■ **Instruction**
Write each line out exactly, leaving none out.

** begin **

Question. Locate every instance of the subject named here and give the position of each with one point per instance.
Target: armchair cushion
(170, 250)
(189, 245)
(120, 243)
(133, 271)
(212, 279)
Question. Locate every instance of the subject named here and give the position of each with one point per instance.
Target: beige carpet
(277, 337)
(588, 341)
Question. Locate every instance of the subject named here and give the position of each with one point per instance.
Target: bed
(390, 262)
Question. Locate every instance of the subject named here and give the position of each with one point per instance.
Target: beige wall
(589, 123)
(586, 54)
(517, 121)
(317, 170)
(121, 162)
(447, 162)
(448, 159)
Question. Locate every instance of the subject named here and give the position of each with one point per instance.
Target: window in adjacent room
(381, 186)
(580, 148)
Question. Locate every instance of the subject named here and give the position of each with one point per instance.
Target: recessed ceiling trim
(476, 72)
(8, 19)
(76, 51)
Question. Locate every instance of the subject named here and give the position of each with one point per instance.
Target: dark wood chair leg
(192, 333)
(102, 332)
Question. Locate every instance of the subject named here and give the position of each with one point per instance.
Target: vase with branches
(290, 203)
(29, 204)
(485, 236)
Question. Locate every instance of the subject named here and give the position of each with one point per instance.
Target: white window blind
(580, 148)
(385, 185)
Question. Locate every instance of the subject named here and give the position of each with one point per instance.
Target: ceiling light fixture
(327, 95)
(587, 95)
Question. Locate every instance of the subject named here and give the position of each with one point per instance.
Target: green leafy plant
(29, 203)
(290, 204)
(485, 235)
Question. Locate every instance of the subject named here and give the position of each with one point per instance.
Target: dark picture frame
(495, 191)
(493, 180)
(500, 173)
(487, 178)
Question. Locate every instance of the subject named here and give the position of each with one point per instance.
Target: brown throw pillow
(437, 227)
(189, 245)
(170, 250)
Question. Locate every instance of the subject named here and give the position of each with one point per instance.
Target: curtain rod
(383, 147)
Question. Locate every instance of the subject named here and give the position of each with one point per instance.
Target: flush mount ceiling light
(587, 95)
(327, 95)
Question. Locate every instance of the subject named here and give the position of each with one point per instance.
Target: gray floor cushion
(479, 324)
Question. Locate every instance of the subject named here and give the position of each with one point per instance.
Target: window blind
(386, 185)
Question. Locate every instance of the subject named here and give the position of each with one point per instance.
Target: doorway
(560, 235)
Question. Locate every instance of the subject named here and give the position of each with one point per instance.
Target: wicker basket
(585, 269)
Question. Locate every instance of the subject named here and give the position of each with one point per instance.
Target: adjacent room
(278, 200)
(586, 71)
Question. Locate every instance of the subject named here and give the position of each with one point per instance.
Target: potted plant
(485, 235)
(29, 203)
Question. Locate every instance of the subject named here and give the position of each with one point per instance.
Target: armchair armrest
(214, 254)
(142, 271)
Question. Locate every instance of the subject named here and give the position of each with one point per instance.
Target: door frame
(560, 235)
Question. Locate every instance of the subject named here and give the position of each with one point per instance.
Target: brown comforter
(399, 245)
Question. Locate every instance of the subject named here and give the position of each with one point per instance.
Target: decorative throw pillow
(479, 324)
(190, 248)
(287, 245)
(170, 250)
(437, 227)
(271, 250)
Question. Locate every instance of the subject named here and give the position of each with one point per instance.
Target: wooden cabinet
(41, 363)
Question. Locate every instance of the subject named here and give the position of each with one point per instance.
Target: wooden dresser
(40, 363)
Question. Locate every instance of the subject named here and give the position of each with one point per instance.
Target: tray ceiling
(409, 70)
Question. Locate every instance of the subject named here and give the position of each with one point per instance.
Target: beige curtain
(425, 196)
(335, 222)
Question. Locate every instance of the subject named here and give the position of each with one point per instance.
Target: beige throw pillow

** end **

■ **Solution to the exercise**
Question. Locate every instance of the subject named here and give the position of each with one point per instance.
Target: armchair cushion
(170, 250)
(189, 245)
(120, 243)
(133, 271)
(212, 279)
Question. Locate every instance of the subject named here and give the position of each with one point per instance.
Target: beige carpet
(277, 337)
(588, 341)
Question. Locate every instance of the subject named here and give the position of each with one point per instance.
Target: bed
(390, 262)
Question. Locate every instance of the subject named here and give the position of each with one point per instance.
Target: beige wall
(589, 123)
(586, 54)
(517, 121)
(317, 170)
(121, 162)
(447, 162)
(448, 159)
Question. Locate every instance of the subject named here and give the position of each with one point per instance.
Target: window in adjacent room
(381, 186)
(580, 148)
Question. Locate every instance of the subject named here and give the position of each with one point per instance.
Target: recessed ceiling trim
(476, 72)
(8, 19)
(76, 51)
Question. Locate every instance of the subject named here and give the position of each with one point per instance.
Target: dark wood chair leg
(192, 333)
(102, 332)
Question. Locate every instance of the subject named here and give the position of each with one point per instance.
Target: vase with branches
(290, 203)
(29, 204)
(485, 236)
Question. Locate every instance of the subject named here and give the position of each with one point per instance.
Target: white window blind
(580, 148)
(385, 185)
Question. Locate every instance of the subject named here and give the position of each with one point per instance.
Target: ceiling light fixture
(327, 95)
(587, 95)
Question. Locate every instance of the subject named here and give the position of each with one point per instance.
Target: green leafy plant
(29, 203)
(290, 204)
(485, 235)
Question. Locate every instance of the subject named here and give the position of each with one point per instance.
Target: dark picture frame
(495, 191)
(493, 180)
(500, 173)
(487, 178)
Question. Locate every instance of the subject named here and give the position of each with one point per instance.
Target: brown throw pillow
(437, 227)
(189, 245)
(170, 250)
Question. Locate every instance of the subject named here and give the position of each with one point per instance.
Target: curtain rod
(383, 147)
Question. Locate every instance of the subject named here and give the position of each with one point per instance.
Target: flush mount ceiling light
(587, 95)
(327, 95)
Question. Locate every instance of the subject named here and give the position of each with one point per instance.
Target: gray floor cushion
(479, 324)
Question. Locate every instance of the subject named here and give the position of each with one point per instance.
Target: window blind
(386, 185)
Question. Locate every instance of the subject named here and give the position of each with one point per instance.
Target: doorway
(560, 235)
Question. Locate every instance of the subject named here and give the position of each with one point per instance.
Target: wicker basket
(585, 269)
Question. Locate every instance of the subject named here and give the position of each with one point per instance.
Target: adjacent room
(278, 200)
(586, 71)
Question. Locate every instance of the subject named here and give the position of each with one point per instance.
Target: potted plant
(485, 235)
(29, 203)
Question. Locate every instance of the subject named here and give the position of each with one point per instance.
Target: armchair armrest
(214, 254)
(142, 271)
Question. Locate every instance of the subject named here and give the position of each with one point per instance.
Target: door frame
(560, 235)
Question. Locate every instance of the subject named here and give the position of each with one point per instance.
Target: brown comforter
(399, 245)
Question. Locate every instance of the subject named here and give the position of each with one point per instance.
Target: decorative throw pillow
(479, 324)
(190, 248)
(287, 245)
(170, 250)
(437, 227)
(271, 250)
Question. Locate every instance of the subject named here and give the position of each with one point per instance.
Target: wooden cabinet
(41, 363)
Question. Locate every instance of the subject named here and give the position of each with one point per instance.
Target: wooden dresser
(40, 363)
Question. Locate every instance of the subject named here and give the position of each with one point per instance.
Target: tray ceiling
(409, 70)
Question. Locate every instance of the subject named here and give the position of each with one point per instance.
Target: beige curtain
(425, 196)
(335, 222)
Question. Locate every instance of the subject named here and give the position of each with one point per instance.
Target: beige throw pillow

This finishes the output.